**SOURCE EXCERPT**
+===+

Formatted question description: https://leetcode.ca/all/461.html

461. Hamming Distance

Level

Easy

Description

The Hamming distance between two integers is the number of positions at which the corresponding bits are different.

Given two integers x and y, calculate the Hamming distance.

Note:

0 ≤ x, y < 2³¹.

Example:

Input: x = 1, y = 4

Output: 2

Explanation:

1 (0 0 0 1)

4 (0 1 0 0)

   ↑   ↑

The above arrows point to positions where the corresponding bits are different.

Solution

Compare corresponding bits of x and y directly. If the bits are different, add the Hamming distance by 1. Finally, return the Hamming distance.

Java

• Java
• C++
• Python

• class Solution {
      public int hammingDistance(int x, int y) {
          if (x == y)

+===+

**EXERCISE REQUIREMENTS**
• a. From the Hamming distance page above, extract the passage starting with "461. Hamming Distance" and going on through "which the corresponding bits are different.", word for word.
• b. Write what comes next on the Hamming distance page, picking up right after its last line.

**RAW DATA**
+===+

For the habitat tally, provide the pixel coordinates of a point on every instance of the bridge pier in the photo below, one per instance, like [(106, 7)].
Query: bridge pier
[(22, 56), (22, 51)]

+===+

**ANSWERS TO THE EXERCISES**
• a.
461. Hamming Distance

Level

Easy

Description

The Hamming distance between two integers is the number of positions at which the corresponding bits are different.

• b.
              return 0;
          int distance = 0;
          while (x > 0 || y > 0) {
              int xBit = x & 0x1, yBit = y & 0x1;
              if (xBit != yBit)
                  distance++;
              x >>>= 1;
              y >>>= 1;
          }
          return distance;
      }
  }
  

• // OJ: https://leetcode.com/problems/hamming-distance/
  // Time: O(1)
  // Space: O(1)
  class Solution {
  public:
      int hammingDistance(int x, int y) {
          int ans = 0;
          for (int z = x ^ y; z; z >>= 1) ans += z & 1;
          return ans; 
      }
  };
  

• class Solution(object):
    def hammingDistance(self, x, y):
      """
      :type x: int
      :type y: int
      :rtype: int
      """
      x = x ^ y
      y = 0
      while x:
        y += 1
        x = x & (x - 1)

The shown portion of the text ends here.